----- Dataset rows -----
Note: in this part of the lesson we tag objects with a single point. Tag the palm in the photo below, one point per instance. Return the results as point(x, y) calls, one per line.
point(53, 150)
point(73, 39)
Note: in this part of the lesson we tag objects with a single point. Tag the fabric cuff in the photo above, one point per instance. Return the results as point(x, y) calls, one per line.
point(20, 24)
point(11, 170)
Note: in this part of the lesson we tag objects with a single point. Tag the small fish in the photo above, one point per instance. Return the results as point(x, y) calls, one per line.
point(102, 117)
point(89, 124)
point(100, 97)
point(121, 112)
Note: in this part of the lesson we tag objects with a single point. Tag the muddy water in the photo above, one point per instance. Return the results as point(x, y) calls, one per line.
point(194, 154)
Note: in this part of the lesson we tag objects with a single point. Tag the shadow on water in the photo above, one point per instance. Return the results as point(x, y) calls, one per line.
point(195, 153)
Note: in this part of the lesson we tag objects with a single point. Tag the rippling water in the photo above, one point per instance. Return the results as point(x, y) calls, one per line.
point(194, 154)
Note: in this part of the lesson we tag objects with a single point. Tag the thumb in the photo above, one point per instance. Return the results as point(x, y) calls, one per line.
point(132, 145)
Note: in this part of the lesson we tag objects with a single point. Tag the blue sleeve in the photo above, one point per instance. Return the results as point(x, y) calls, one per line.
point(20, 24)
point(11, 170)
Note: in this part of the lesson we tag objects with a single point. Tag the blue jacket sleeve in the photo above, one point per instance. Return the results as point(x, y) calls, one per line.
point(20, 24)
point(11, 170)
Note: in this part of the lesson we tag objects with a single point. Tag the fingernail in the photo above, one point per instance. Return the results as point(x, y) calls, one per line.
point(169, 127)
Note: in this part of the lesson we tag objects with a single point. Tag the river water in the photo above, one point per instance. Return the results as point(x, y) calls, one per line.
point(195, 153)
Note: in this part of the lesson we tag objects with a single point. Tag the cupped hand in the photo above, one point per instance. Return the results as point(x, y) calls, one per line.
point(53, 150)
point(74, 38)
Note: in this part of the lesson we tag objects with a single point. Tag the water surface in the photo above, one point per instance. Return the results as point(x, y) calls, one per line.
-----
**Problem details**
Copy every record above exactly as it appears.

**Written response**
Note: in this part of the lesson we tag objects with a single point. Tag the palm in the photo below, one point per instance. Return the results as point(x, y) calls, one per line.
point(53, 150)
point(73, 39)
Note: in this part of the lesson we tag objects with a single point. Tag the fabric cuff in the photo above, one point per instance. Return the results as point(x, y) calls, one per line.
point(20, 24)
point(11, 170)
Note: in this part of the lesson we tag objects with a single point. Tag the small fish in the photo above, one point per instance. Return the results as point(x, y) calls, one per line.
point(102, 117)
point(89, 124)
point(100, 97)
point(121, 112)
Note: in this part of the lesson we tag objects with a single point. Tag the muddy water in the photo above, one point per instance. Return the results as point(x, y) calls, one per line.
point(194, 154)
Note: in this part of the lesson we tag objects with a single point. Tag the shadow on water in the photo above, one point per instance. Return the results as point(x, y) calls, one per line.
point(195, 153)
Note: in this part of the lesson we tag objects with a single point. Tag the rippling water in the photo above, one point per instance. Return the results as point(x, y) calls, one per line.
point(194, 154)
Note: in this part of the lesson we tag objects with a single point. Tag the thumb in the photo above, one point per instance. Return the results as point(x, y) calls, one per line.
point(132, 145)
Note: in this part of the lesson we tag objects with a single point. Tag the blue sleeve in the photo above, one point per instance. Return the results as point(x, y) calls, one per line.
point(20, 24)
point(11, 170)
Note: in this part of the lesson we tag objects with a single point. Tag the blue jacket sleeve in the photo above, one point per instance. Return the results as point(x, y) calls, one per line.
point(20, 24)
point(11, 170)
Note: in this part of the lesson we tag objects with a single point. Tag the fingernail in the photo above, one point per instance. Return the results as point(x, y) calls, one per line.
point(169, 127)
Note: in this part of the lesson we tag objects with a single point. Tag the river water in the photo above, one point per instance. Return the results as point(x, y) calls, one per line.
point(195, 153)
Note: in this part of the lesson we tag objects with a single point. Tag the cupped hand in the photo above, one point per instance. Return the results as point(x, y) calls, one per line.
point(53, 150)
point(74, 38)
Note: in this part of the lesson we tag objects with a single point. Tag the water surface in the photo above, one point per instance. Return the results as point(x, y) calls, one per line.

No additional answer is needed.